-------- DATA IN THIS EXERCISE
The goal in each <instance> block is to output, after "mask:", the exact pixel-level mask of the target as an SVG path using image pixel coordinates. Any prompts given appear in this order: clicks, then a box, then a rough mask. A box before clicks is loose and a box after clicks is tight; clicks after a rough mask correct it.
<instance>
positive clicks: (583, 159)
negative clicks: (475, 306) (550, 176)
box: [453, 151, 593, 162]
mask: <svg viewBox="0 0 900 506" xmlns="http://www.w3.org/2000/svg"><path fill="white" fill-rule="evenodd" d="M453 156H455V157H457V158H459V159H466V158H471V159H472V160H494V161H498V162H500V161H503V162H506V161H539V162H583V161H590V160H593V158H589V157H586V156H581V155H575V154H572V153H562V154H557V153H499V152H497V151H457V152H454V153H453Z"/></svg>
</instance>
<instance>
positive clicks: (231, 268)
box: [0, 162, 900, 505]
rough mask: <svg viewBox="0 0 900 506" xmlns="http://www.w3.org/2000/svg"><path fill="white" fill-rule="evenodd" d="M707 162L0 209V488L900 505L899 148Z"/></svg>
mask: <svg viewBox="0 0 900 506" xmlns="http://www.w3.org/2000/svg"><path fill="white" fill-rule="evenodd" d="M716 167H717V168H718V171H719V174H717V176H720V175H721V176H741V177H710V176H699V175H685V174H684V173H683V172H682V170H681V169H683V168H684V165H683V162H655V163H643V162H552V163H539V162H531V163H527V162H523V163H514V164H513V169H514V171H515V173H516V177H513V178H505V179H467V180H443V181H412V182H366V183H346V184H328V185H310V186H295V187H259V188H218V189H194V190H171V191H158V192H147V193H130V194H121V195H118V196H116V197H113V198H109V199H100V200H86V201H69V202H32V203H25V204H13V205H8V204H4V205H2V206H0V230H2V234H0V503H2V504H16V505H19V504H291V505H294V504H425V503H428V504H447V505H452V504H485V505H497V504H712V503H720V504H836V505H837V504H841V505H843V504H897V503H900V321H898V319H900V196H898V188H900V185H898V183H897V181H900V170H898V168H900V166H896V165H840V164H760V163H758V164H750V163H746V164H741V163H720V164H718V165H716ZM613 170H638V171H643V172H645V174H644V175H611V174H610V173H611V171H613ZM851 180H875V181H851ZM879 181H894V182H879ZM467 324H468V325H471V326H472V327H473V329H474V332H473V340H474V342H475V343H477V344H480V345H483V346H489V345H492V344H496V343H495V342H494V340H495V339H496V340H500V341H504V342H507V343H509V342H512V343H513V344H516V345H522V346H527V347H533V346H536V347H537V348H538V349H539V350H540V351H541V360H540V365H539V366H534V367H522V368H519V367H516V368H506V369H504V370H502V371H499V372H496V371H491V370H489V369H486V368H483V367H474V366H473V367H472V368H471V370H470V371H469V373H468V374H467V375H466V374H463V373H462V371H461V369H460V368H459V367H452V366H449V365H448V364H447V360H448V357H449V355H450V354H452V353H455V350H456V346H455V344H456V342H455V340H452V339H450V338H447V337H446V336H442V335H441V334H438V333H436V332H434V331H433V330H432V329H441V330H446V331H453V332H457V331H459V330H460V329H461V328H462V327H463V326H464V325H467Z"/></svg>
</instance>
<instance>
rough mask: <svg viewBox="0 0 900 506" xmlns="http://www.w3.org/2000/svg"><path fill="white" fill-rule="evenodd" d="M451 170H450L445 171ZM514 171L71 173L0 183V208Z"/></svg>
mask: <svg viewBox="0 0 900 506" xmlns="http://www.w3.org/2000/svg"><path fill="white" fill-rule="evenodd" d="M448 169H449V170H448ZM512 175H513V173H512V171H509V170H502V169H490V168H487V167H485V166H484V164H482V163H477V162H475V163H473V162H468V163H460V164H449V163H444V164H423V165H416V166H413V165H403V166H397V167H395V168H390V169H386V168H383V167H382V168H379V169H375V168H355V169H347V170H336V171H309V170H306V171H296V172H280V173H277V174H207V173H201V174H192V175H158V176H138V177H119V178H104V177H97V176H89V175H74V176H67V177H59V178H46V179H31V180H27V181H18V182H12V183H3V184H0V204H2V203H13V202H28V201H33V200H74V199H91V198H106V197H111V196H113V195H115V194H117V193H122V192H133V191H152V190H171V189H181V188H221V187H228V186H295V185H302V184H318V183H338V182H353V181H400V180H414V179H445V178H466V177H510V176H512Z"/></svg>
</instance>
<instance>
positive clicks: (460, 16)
----------------
## ABOUT THIS TASK
Your answer must be the complete listing, reproduced exactly.

## EXPECTED ANSWER
The goal in each <instance> block is to output, after "mask:", the exact pixel-level mask of the target as an SVG path using image pixel coordinates. Any prompts given appear in this order: clicks, then a box, then a rough mask. A box before clicks is loose and a box after clicks is tight; clicks after a rough mask correct it.
<instance>
positive clicks: (583, 159)
negative clicks: (475, 306) (550, 176)
box: [453, 151, 593, 162]
mask: <svg viewBox="0 0 900 506" xmlns="http://www.w3.org/2000/svg"><path fill="white" fill-rule="evenodd" d="M453 156H455V157H457V158H459V159H466V158H471V159H472V160H494V161H498V162H500V161H503V162H506V161H539V162H583V161H590V160H593V158H589V157H586V156H581V155H575V154H572V153H562V154H557V153H499V152H497V151H457V152H454V153H453Z"/></svg>
</instance>
<instance>
positive clicks: (231, 268)
box: [0, 162, 900, 505]
rough mask: <svg viewBox="0 0 900 506" xmlns="http://www.w3.org/2000/svg"><path fill="white" fill-rule="evenodd" d="M707 162L0 209V488L900 505L899 148Z"/></svg>
mask: <svg viewBox="0 0 900 506" xmlns="http://www.w3.org/2000/svg"><path fill="white" fill-rule="evenodd" d="M716 167H717V168H718V171H719V174H717V176H720V175H721V176H741V177H710V176H699V175H685V174H684V173H683V172H682V170H681V169H683V168H684V165H683V162H655V163H643V162H552V163H539V162H531V163H527V162H523V163H514V164H513V169H514V171H515V173H516V177H513V178H505V179H467V180H443V181H412V182H366V183H346V184H328V185H310V186H295V187H259V188H218V189H194V190H171V191H158V192H147V193H130V194H121V195H118V196H116V197H113V198H109V199H100V200H86V201H69V202H32V203H25V204H13V205H8V204H4V205H2V206H0V230H2V234H0V503H2V504H16V505H19V504H291V505H294V504H425V503H428V504H447V505H452V504H485V505H497V504H712V503H720V504H836V505H837V504H841V505H843V504H897V503H900V321H898V319H900V196H898V188H900V185H898V183H897V181H900V170H898V168H900V166H896V165H840V164H760V163H758V164H750V163H746V164H741V163H720V164H718V165H716ZM613 170H638V171H643V172H645V174H644V175H611V174H610V173H611V171H613ZM851 180H875V181H851ZM879 181H894V182H879ZM467 324H468V325H471V326H472V327H473V329H474V332H473V340H474V342H475V343H477V344H480V345H483V346H489V345H492V344H496V343H495V342H494V340H495V339H496V340H500V341H504V342H507V343H509V342H512V343H513V344H516V345H522V346H527V347H533V346H536V347H537V348H538V349H539V350H540V351H541V360H540V365H539V366H534V367H522V368H519V367H516V368H506V369H504V370H502V371H499V372H496V371H491V370H489V369H486V368H483V367H474V366H473V367H472V368H471V370H470V371H469V373H468V374H467V375H466V374H463V373H462V371H461V369H460V368H459V367H452V366H449V365H448V364H447V360H448V357H449V355H450V354H452V353H455V350H456V346H455V344H456V342H455V340H452V339H450V338H447V337H446V336H442V335H441V334H438V333H436V332H434V331H433V330H432V329H441V330H446V331H453V332H457V331H459V330H460V329H461V328H462V327H463V326H464V325H467Z"/></svg>
</instance>
<instance>
rough mask: <svg viewBox="0 0 900 506" xmlns="http://www.w3.org/2000/svg"><path fill="white" fill-rule="evenodd" d="M451 170H450L445 171ZM514 171L71 173L0 183V208Z"/></svg>
mask: <svg viewBox="0 0 900 506" xmlns="http://www.w3.org/2000/svg"><path fill="white" fill-rule="evenodd" d="M448 169H449V170H448ZM512 175H513V173H512V171H509V170H502V169H490V168H487V167H485V166H484V164H482V163H477V162H475V163H473V162H468V163H460V164H449V163H444V164H423V165H416V166H413V165H403V166H397V167H395V168H390V169H386V168H383V167H382V168H379V169H375V168H355V169H347V170H336V171H309V170H306V171H296V172H280V173H277V174H207V173H201V174H192V175H158V176H138V177H119V178H104V177H97V176H89V175H74V176H67V177H59V178H46V179H31V180H27V181H18V182H12V183H3V184H0V204H2V203H13V202H28V201H33V200H74V199H91V198H106V197H111V196H113V195H115V194H117V193H122V192H133V191H152V190H171V189H181V188H221V187H228V186H295V185H302V184H318V183H338V182H353V181H400V180H414V179H445V178H466V177H510V176H512Z"/></svg>
</instance>
<instance>
positive clicks: (460, 16)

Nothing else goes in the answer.